Don Mario, il prete operoso

E’ tornato nella casa del Padre il 6 gennaio 2020, accolto fra le braccia del Buon Pastore, lui che è stato il buon pastore di tante pecorelle, specie nella parrocchia del Borghetto di Montesanvito, dove, per tanti anni, ha costruito una “comunità” non sempre facile per il suo ambiente particolare.

Nato a Belvedere Ostrense il 10 agosto del 1935, dopo gli studi e la vita “severa” con mons. Macario Tinti – poi vescovo di Fabriano, che quando c’era qualcosa che non andava, convocava i seminaristi nell’aula magna, iniziando sempre con la frase “figlietti buoni” – è stato ordinato sacerdote il 18 marzo 1961. Dopo un passaggio a Ostra Vetere con l’abbate don Pietro Bonucci che attendeva uno che sapeva suonare (perché anche don Mario aveva frequentato la scuola popolare con il Bungart, sotto la guida del sottoscritto), passa alla parrocchia della Pace con il “pastore” di grande leva don Giuseppe Giraldi, per approdare – dopo poco tempo – alla parrocchia di Montemarciano alla scuola di don Stra-è zi, grande pastore ma innovatore pastorale con i “preti operai” che segnano una data storica nelle esperienze pastorali.

▶ Materiale fornito
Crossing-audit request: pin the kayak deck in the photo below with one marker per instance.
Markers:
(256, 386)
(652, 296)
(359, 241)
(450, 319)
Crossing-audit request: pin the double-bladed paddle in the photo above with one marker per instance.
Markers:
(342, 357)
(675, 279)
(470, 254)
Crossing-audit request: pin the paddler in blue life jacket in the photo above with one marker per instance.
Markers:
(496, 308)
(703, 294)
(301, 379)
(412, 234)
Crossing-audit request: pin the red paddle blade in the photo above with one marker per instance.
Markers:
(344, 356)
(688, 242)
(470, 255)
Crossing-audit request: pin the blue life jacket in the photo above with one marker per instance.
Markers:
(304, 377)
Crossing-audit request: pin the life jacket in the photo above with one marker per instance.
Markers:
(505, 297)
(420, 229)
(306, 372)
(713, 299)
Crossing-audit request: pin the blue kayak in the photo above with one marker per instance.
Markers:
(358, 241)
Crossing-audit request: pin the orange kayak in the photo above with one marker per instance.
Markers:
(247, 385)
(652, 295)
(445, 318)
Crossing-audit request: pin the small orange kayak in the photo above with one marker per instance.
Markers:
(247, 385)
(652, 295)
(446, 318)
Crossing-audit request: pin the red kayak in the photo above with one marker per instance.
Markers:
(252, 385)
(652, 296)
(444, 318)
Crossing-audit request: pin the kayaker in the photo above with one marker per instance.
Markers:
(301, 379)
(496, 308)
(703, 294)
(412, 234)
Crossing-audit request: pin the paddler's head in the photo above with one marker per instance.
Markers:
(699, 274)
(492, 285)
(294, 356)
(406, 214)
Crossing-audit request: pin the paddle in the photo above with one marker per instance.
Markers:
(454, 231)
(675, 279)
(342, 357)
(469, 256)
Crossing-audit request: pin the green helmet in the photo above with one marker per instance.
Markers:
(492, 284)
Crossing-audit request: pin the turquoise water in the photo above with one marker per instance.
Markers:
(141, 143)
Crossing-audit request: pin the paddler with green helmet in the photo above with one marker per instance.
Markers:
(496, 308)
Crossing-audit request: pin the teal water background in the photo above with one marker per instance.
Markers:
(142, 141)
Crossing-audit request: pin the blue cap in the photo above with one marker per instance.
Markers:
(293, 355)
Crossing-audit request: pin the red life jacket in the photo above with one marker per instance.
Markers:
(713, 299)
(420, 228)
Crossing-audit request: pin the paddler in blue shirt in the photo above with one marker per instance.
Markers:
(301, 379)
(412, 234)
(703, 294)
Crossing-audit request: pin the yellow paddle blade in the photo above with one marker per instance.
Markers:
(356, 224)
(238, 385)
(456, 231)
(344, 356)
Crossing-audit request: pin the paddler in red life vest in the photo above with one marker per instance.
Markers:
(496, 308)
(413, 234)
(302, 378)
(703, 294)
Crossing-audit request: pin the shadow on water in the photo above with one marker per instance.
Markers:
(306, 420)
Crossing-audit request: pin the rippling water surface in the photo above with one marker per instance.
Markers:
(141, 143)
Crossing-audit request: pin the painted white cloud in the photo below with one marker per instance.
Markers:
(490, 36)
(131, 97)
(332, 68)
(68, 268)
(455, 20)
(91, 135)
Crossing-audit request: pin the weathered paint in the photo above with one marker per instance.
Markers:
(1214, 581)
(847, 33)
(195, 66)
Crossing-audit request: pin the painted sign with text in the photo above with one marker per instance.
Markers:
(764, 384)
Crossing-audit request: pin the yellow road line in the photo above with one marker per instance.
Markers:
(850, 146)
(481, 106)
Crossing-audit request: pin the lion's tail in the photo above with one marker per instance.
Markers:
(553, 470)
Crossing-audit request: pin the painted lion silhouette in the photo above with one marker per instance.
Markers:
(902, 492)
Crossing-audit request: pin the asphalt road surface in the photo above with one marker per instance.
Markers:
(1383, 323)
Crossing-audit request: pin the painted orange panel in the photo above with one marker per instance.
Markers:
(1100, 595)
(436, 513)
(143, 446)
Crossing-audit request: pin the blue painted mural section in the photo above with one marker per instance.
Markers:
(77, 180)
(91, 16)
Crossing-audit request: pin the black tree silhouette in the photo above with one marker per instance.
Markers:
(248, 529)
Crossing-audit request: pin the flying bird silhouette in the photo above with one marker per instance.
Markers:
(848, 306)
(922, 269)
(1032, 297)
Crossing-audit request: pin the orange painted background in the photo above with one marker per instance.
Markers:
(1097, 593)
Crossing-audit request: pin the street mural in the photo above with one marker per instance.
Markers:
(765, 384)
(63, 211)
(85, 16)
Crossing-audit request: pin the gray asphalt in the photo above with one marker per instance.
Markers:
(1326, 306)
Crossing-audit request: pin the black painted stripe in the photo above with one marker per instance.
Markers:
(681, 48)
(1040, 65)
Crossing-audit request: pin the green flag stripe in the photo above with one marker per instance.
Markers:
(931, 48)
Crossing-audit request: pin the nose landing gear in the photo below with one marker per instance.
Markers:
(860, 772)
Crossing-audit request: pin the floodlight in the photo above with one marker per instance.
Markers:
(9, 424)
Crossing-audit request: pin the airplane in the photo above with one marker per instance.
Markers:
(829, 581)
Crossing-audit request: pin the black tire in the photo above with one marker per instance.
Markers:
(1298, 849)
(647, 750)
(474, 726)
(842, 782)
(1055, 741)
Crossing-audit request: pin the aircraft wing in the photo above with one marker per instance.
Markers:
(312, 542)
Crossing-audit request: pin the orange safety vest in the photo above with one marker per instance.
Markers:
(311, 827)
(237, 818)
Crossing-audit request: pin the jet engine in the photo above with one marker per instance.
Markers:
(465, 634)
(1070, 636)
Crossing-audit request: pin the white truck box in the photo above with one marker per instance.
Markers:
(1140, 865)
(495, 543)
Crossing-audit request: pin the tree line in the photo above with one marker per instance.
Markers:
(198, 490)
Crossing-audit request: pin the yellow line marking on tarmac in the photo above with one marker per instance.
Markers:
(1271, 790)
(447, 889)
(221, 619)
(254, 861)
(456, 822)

▶ Obiettivo dell'esercizio
Trascrivi senza modifiche, dal testo su don Mario, tutto ciò che va da "Don Mario, il" fino a "suo ambiente particolare.". Per rispondere serve soltanto il testo su don Mario.

▶ Soluzione dell'esercizio
Don Mario, il prete operoso

E’ tornato nella casa del Padre il 6 gennaio 2020, accolto fra le braccia del Buon Pastore, lui che è stato il buon pastore di tante pecorelle, specie nella parrocchia del Borghetto di Montesanvito, dove, per tanti anni, ha costruito una “comunità” non sempre facile per il suo ambiente particolare.